# What is required
Render the part of the entries that runs from the line containing "Where can the spectator" through the end of the entries as a JSON list of strings, one string per line, with blank lines left out.
○ ○ ○ ○ ○
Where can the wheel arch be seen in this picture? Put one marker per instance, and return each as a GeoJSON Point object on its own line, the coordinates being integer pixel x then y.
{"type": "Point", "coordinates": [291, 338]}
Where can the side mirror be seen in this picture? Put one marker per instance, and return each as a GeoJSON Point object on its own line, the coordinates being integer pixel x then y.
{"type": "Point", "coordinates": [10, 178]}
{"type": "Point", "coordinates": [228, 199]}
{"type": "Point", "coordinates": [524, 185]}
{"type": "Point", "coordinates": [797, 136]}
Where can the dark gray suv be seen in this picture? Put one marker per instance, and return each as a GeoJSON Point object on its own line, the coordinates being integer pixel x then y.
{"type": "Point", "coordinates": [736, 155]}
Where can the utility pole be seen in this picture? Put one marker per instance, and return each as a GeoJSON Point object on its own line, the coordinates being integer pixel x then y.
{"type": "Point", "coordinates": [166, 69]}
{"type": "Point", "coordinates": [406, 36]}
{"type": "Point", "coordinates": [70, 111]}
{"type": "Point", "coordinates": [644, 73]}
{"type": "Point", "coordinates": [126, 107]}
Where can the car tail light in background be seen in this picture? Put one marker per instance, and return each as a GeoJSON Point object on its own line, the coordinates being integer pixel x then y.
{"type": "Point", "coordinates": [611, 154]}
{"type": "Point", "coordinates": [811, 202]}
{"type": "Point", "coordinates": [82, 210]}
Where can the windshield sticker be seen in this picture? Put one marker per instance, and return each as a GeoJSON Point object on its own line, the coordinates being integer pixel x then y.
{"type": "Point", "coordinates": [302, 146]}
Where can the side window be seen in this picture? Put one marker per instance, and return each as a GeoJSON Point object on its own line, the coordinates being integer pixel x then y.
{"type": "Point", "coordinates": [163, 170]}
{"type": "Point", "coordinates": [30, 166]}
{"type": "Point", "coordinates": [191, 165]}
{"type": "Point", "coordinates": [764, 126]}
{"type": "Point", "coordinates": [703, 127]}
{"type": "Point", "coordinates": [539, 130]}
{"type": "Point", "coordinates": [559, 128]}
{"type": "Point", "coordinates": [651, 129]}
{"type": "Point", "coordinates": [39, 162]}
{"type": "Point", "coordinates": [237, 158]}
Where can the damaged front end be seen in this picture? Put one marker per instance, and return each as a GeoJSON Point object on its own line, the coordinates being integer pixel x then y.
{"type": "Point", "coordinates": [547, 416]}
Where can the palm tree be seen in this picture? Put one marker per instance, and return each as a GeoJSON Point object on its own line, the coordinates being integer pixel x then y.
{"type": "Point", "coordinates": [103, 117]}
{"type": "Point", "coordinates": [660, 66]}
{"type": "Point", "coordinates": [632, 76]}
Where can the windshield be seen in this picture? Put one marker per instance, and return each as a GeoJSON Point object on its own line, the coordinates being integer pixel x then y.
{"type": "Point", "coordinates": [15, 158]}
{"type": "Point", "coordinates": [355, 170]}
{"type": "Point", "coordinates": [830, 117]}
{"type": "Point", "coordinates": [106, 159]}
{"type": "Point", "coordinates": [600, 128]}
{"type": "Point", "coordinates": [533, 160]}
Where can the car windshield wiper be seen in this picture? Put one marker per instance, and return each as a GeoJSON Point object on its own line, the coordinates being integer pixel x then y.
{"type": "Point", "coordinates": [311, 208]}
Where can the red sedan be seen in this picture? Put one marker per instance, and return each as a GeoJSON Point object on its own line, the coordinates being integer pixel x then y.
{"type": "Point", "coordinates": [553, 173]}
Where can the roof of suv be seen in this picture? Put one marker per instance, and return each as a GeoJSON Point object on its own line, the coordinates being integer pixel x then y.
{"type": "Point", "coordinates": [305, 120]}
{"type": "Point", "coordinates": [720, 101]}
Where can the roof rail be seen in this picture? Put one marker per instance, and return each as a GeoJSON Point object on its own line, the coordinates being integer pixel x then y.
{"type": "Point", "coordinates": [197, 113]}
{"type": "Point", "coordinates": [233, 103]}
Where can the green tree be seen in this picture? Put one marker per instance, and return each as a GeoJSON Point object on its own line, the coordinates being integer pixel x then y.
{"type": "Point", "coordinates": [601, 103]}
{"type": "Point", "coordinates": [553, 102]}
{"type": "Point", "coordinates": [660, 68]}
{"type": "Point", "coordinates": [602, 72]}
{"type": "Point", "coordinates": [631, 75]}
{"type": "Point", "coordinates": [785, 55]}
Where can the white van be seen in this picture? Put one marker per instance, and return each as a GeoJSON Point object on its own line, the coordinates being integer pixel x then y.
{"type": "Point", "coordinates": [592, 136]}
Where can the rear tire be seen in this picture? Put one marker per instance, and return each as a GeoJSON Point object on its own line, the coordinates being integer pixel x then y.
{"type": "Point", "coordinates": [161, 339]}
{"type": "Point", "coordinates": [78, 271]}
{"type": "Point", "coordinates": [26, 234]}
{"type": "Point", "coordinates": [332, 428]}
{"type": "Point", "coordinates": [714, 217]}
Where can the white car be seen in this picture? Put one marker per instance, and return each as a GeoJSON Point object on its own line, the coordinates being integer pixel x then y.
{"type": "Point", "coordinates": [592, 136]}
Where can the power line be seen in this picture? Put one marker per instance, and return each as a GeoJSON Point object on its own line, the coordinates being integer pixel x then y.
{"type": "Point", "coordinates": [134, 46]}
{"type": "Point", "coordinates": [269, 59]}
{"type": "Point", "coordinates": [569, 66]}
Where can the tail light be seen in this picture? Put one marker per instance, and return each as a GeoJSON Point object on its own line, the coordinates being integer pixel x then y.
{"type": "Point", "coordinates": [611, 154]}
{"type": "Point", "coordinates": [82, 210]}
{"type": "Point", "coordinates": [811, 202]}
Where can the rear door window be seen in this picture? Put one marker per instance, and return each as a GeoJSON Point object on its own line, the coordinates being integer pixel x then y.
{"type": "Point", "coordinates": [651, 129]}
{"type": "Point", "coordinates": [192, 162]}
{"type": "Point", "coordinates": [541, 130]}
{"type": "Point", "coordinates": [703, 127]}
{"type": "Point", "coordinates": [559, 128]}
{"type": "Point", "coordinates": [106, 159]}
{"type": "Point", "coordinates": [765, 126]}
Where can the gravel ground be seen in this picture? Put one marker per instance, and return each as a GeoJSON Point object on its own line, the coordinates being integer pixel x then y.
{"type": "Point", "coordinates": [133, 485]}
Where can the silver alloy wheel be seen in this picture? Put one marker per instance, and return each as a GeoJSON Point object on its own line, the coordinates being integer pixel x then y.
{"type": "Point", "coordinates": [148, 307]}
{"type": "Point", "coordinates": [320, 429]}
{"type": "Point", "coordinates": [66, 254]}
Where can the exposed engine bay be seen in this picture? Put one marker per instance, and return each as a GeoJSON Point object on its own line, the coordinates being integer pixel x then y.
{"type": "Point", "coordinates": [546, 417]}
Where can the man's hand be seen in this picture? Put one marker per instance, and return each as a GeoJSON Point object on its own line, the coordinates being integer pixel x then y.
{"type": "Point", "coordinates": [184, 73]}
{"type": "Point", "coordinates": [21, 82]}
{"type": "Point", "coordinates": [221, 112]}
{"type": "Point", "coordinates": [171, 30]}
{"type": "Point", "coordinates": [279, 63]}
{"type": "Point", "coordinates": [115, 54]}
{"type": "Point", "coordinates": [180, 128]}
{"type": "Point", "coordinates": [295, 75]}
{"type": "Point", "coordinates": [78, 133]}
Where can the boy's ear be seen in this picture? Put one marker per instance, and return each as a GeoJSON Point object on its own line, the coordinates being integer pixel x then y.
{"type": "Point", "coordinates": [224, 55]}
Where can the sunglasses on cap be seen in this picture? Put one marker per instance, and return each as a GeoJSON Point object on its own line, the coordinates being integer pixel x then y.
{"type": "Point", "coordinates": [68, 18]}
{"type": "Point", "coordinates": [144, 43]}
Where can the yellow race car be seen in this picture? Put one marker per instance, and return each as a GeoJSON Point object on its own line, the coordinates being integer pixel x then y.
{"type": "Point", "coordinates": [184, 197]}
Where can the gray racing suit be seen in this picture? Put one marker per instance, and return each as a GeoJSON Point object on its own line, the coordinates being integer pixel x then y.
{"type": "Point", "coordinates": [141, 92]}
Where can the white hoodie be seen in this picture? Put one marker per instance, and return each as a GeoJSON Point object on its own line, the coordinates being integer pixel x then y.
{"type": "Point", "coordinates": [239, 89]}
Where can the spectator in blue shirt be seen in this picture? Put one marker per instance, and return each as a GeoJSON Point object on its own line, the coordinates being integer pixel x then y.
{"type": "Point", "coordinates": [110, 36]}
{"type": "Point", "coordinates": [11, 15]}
○ ○ ○ ○ ○
# Complete answer
[
  "Where can the spectator in blue shirt be seen in this picture? Put one marker per instance, and return each as a GeoJSON Point object on its own line, the coordinates being integer pixel x then y.",
  "{\"type\": \"Point\", \"coordinates\": [110, 36]}",
  "{\"type\": \"Point\", \"coordinates\": [11, 15]}"
]